Langeliers 'zoned in' on chance to start after Murphy trade


Athletics catcher Shea Langeliers got his first taste of the big leagues last season, and he's eager to prove he's ready for the starting role in 2023.

The 25-year-old made his MLB debut with Oakland on Aug. 16 against the Texas Rangers, earning a call-up after smashing a barrage of home runs in Triple-A. Now, with the A's former Gold Glove backstop Sean Murphy traded to the Atlanta Braves, Langeliers stands as a frontrunner to land the team's starting catching duties.

"I’m looking at it as an opportunity,” Langeliers told reporters at spring training in Mesa, Ariz., this week, referring to Murphy as "an unbelievable player" (h/t The Mercury News' Cole Bradley).

"When you’re behind a guy like that and you watch him play and you watch how he handles himself, it only makes you better in the process. And with Manny Piña being here, a veteran guy, he’s caught a lot of baseball games.”

Langeliers will compete alongside Piña in camp, whom the A's acquired from the Braves in the Murphy trade and touted as a veteran backup catching option for their young prospect. He's a career .243 hitter with a .722 OPS and has played in 414 MLB games, compared to Langeliers' 40.

§ Task:
Reproduce the whole article about Shea Langeliers and the starting catcher role below, keeping every word and punctuation mark unchanged.

§ Extracted data:
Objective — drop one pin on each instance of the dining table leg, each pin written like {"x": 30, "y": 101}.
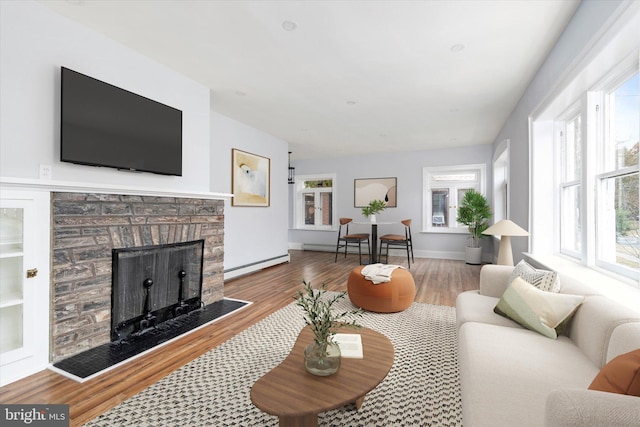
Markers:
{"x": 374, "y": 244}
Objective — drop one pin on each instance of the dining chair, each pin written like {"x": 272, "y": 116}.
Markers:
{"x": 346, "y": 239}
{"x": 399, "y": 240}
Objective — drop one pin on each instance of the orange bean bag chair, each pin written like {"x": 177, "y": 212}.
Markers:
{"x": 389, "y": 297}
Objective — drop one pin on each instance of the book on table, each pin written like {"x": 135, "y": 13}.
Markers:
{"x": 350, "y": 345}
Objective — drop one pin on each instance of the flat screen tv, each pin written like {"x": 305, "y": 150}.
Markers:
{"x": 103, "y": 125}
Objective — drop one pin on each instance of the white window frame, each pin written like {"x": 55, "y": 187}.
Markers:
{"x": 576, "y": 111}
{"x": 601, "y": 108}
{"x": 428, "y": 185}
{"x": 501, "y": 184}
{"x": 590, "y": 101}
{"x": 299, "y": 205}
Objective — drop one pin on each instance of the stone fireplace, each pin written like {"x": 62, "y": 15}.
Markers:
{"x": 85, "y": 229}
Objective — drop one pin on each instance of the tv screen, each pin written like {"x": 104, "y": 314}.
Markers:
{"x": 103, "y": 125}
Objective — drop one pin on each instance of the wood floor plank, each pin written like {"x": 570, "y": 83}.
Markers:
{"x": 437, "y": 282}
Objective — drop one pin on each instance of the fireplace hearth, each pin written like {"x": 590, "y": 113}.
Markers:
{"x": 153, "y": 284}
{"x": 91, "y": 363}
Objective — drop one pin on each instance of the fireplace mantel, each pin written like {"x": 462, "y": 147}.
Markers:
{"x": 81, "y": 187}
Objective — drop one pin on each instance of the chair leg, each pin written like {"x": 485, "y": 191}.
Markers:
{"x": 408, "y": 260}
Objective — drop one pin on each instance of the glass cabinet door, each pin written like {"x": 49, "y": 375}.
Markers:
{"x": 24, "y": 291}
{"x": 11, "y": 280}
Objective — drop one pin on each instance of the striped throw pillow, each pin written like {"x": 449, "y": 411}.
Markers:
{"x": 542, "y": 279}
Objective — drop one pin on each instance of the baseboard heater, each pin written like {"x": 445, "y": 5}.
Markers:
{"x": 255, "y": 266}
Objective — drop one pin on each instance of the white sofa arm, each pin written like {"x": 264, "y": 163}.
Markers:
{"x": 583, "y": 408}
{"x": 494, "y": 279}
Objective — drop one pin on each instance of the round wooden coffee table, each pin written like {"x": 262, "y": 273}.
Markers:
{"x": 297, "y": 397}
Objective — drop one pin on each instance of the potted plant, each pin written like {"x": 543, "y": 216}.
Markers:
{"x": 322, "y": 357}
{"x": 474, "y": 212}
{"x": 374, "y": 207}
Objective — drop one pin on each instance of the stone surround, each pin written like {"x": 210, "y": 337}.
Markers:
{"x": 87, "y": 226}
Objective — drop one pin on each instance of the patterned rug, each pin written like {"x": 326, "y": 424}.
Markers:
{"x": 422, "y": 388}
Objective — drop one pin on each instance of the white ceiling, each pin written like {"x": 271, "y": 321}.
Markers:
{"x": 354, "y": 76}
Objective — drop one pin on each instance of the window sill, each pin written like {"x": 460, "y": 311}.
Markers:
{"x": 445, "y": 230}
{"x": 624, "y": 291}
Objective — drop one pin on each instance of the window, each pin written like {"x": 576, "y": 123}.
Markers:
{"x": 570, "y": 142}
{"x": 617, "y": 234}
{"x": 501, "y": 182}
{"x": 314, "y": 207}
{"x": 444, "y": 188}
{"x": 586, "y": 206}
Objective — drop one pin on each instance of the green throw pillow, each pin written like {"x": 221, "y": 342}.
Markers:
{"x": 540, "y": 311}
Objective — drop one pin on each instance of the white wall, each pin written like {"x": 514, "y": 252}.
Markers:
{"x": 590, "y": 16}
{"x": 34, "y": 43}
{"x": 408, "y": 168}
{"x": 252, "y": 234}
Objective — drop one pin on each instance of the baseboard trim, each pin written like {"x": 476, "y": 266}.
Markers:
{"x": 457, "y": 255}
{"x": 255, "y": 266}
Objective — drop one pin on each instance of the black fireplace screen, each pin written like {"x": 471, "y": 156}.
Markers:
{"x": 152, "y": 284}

--

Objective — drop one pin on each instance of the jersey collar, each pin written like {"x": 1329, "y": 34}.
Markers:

...

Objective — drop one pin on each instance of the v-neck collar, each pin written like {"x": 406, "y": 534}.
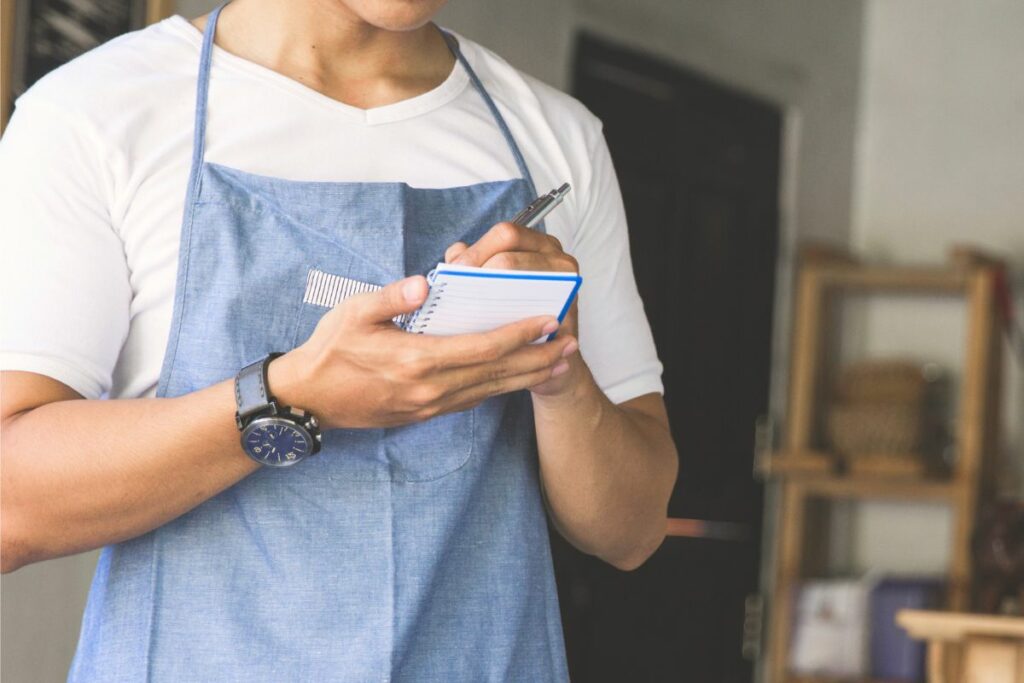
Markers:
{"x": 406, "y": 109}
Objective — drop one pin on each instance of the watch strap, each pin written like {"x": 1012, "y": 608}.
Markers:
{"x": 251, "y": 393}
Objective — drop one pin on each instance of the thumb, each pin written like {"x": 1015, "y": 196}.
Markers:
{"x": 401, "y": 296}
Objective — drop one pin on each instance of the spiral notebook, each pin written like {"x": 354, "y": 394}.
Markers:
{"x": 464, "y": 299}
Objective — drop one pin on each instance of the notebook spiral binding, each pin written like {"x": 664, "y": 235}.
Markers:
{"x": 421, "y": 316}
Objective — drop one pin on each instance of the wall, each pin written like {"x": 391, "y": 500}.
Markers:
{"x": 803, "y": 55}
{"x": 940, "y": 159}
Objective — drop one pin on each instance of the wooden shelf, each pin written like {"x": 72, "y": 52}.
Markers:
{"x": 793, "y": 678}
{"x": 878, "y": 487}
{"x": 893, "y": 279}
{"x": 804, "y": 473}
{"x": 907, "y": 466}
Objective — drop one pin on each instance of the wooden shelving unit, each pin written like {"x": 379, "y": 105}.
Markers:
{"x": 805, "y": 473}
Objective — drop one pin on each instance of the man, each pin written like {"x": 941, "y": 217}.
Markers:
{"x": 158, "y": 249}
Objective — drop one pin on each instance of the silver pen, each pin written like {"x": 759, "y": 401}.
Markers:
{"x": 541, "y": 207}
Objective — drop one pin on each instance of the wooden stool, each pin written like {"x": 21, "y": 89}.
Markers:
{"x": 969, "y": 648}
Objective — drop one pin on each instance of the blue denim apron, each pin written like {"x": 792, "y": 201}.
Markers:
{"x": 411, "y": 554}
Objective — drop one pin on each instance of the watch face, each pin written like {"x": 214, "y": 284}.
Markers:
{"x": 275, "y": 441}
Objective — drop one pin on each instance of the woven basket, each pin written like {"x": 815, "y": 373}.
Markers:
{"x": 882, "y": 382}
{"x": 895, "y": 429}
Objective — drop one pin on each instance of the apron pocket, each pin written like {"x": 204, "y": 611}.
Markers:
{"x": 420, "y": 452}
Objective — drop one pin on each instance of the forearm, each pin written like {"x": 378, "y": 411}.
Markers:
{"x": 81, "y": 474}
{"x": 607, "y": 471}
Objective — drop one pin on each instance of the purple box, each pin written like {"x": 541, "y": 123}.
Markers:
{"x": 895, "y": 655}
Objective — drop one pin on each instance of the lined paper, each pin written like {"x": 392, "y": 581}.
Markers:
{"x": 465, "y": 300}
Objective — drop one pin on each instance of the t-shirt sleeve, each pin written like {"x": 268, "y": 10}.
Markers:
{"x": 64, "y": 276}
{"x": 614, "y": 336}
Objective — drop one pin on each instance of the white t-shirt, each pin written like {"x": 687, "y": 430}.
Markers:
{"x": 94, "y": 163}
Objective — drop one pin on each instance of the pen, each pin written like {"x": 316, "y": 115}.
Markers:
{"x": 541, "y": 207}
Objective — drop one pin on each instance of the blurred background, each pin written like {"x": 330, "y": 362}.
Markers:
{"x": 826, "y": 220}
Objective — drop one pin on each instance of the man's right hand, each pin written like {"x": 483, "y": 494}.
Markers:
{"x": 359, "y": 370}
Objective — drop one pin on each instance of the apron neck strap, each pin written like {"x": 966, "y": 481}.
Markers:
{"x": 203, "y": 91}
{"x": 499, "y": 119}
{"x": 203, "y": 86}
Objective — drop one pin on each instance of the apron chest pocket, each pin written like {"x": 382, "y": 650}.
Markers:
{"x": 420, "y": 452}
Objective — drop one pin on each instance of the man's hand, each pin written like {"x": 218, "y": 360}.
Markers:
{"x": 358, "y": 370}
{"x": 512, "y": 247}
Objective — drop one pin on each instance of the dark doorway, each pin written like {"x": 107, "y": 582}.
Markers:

§ Written solution:
Langeliers 'zoned in' on chance to start after Murphy trade


Athletics catcher Shea Langeliers got his first taste of the big leagues last season, and he's eager to prove he's ready for the starting role in 2023.

The 25-year-old made his MLB debut with Oakland on Aug. 16 against the Texas Rangers, earning a call-up after smashing a barrage of home runs in Triple-A. Now, with the A's former Gold Glove backstop Sean Murphy traded to the Atlanta Braves, Langeliers stands as a frontrunner to land the team's starting catching duties.

"I’m looking at it as an opportunity,” Langeliers told reporters at spring training in Mesa, Ariz., this week, referring to Murphy as "an unbelievable player" (h/t The Mercury News' Cole Bradley).

"When you’re behind a guy like that and you watch him play and you watch how he handles himself, it only makes you better in the process. And with Manny Piña being here, a veteran guy, he’s caught a lot of baseball games.”

Langeliers will compete alongside Piña in camp, whom the A's acquired from the Braves in the Murphy trade and touted as a veteran backup catching option for their young prospect. He's a career .243 hitter with a .722 OPS and has played in 414 MLB games, compared to Langeliers' 40.